_What this exercise asks_
**A.** In the Ramona teacher column below, condense the paragraph that begins "I’m frustrated by their habit" into a short list that keeps its main facts.
**B.** Write the next part of the column below about a Ramona teacher's trust in union leadership, picking up right after its final paragraph.

_Document_
Ramona teacher places trust in union leadership

By Carolyn McNulty

Who do you trust? That question occupies our attention, whether it’s a small choice between which brand of pasta sauce is truly best or a larger choice between political parties.

Lately, Ramona residents have been trying to decide whether the school district is right in saying that it must take a sizable chunk of money from its teachers or whether the teachers are correct in saying that the cut doesn’t need to be so large.

Who’s right? Both sound compelling. For me, it comes down to history and trust.

I am a Ramona teacher and have been for about 20 years. Each year, the district makes a budget presentation to each school’s teachers.

After listening to these for a number of years, I began to see the pattern. The presentation would be full of gloom and doom, but the final numbers at the end of the year would be well in the black.

I stopped worrying about the gloom and doom. I lost trust in the district’s numbers presentations.

For years, I’ve carefully chosen candidates to elect to the school board. Each seemed to remain the person purported to be during the election. This year, I’ve attended most board meetings. I’ve spent hours watching those people that I helped elect.

I’m frustrated to see the change: one perpetually looks angry, one ignores teacher speakers while shuffling papers, one loses patience with teacher and parent speakers, and one avoids all eye contact.

I’m frustrated by their habit of calling on the public speakers in an order carefully chosen to minimize teacher impact (community speakers on non-controversial topics first, teachers and their supporters next, and finally, when available, a speaker known to be pro-board).

_Data segment_
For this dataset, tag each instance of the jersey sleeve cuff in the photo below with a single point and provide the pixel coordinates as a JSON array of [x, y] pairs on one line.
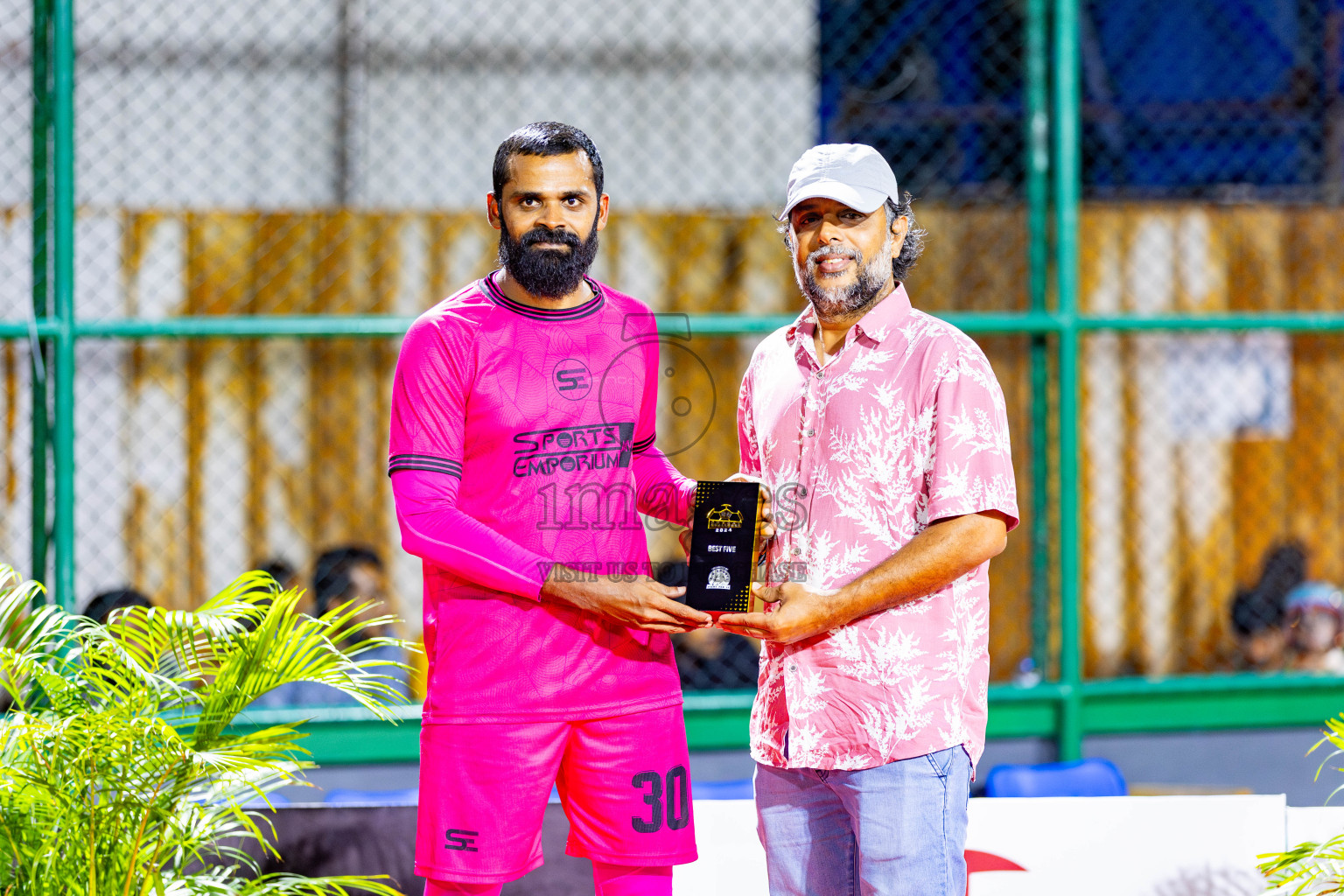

_The answers_
**A.**
The school board calls public speakers in an order chosen to minimize teacher impact:
- Community speakers on non-controversial topics go first.
- Teachers and their supporters go next.
- A speaker known to be pro-board goes last, when one is available.

**B.**
That order was derailed only at the meeting held at the high school at which a pro-teacher speaker was able to speak last only because his request-to-be-heard card had been mislaid. I’ve lost trust in the school board.

Over 20 years ago, I attended a multi-week teacher training on Montessori methods. One of the other attenders was Grant McNiff, now the chair of the teachers’ association negotiating team. Since then, I’ve seen him most years at teacher trainings and grade level meetings.

He’s always been the same: honest, open, direct, and excited about teaching. I trust him.

Since 1994, I’ve taught at Ramona Community School with Donna Braye-Romero. After teaching next door to her for years, attending the same meetings, and seeing her on a number of Wednesday nights with her AWANA group, I feel I know her well.

She’s remained the same: outspoken, direct, and passionate about her students. I trust her.

For me, trusting one side over the other has been easy due to the relationships built up over the last 20 years.

I trust my teachers’ association because I trust its leaders.

Ramona, who do you trust?

Carolyn McNulty, a Ramona resident, teaches at Ramona Community School.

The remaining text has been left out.